→ EXERCISE INSTRUCTIONS:
Which lines of the entries below run from the one holding "the rock outcrop" to the one holding "Target: sky", inclusive? Set down exactly those lines and no others.
◇ ◇ ◇ ◇ ◇
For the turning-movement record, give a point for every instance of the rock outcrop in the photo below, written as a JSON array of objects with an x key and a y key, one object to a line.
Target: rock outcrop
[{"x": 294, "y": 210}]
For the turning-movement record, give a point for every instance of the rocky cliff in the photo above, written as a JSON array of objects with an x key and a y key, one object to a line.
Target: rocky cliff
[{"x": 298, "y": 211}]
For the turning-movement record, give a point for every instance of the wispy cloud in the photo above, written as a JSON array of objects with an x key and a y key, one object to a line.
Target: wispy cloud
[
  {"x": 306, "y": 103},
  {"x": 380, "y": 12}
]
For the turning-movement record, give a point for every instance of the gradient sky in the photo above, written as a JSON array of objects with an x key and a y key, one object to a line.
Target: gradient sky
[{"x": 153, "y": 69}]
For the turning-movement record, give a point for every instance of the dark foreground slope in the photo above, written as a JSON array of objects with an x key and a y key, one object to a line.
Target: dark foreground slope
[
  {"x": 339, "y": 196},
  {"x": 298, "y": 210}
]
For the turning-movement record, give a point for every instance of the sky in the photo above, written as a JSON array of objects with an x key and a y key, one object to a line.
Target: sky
◇ ◇ ◇ ◇ ◇
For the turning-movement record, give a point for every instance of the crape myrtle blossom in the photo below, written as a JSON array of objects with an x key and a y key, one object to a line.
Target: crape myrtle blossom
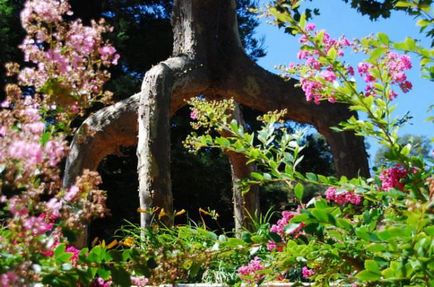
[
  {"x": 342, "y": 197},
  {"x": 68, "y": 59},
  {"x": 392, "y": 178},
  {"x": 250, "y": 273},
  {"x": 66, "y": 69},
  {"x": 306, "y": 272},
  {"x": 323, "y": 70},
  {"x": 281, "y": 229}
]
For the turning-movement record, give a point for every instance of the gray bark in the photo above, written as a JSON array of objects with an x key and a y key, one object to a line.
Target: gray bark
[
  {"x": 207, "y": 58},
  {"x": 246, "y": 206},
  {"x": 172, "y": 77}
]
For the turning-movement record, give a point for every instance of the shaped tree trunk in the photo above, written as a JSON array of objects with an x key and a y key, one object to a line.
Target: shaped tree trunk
◇ ◇ ◇ ◇ ◇
→ COMPLETED EXERCISE:
For the turning-movement record, give a point for every instance of the rock outcrop in the photo below, written as a JSON array of objects with an x key and a y key, one object to a line.
Target: rock outcrop
[{"x": 294, "y": 210}]
For the turning-movement record, give a point for every instance of the rocky cliff in the photo above, written as a JSON array of objects with an x key and a y key, one object to a line.
Target: rocky cliff
[{"x": 298, "y": 211}]
For the turning-movement record, give a point for every instance of the wispy cloud in the photo above, written as a JSON array of objects with an x key and a y key, one object to a line.
Target: wispy cloud
[
  {"x": 306, "y": 103},
  {"x": 380, "y": 12}
]
For the turning-movement record, give a point for every instance of the gradient sky in the photo above, written as a JSON array of objects with an x key and a y key, one object to a line.
Target: gradient sky
[{"x": 153, "y": 69}]
For the turning-movement record, give a point for every instance of the dark foreground slope in the photo above, written as a JSON array of objects with an x key and a y key, one object to a line.
Target: dark foreground slope
[
  {"x": 339, "y": 196},
  {"x": 298, "y": 210}
]
For the turning-movement record, give a point for every instance of the sky in the photo above, written as a JSON array of objects with an x key and a y key, one object to a line.
Target: sky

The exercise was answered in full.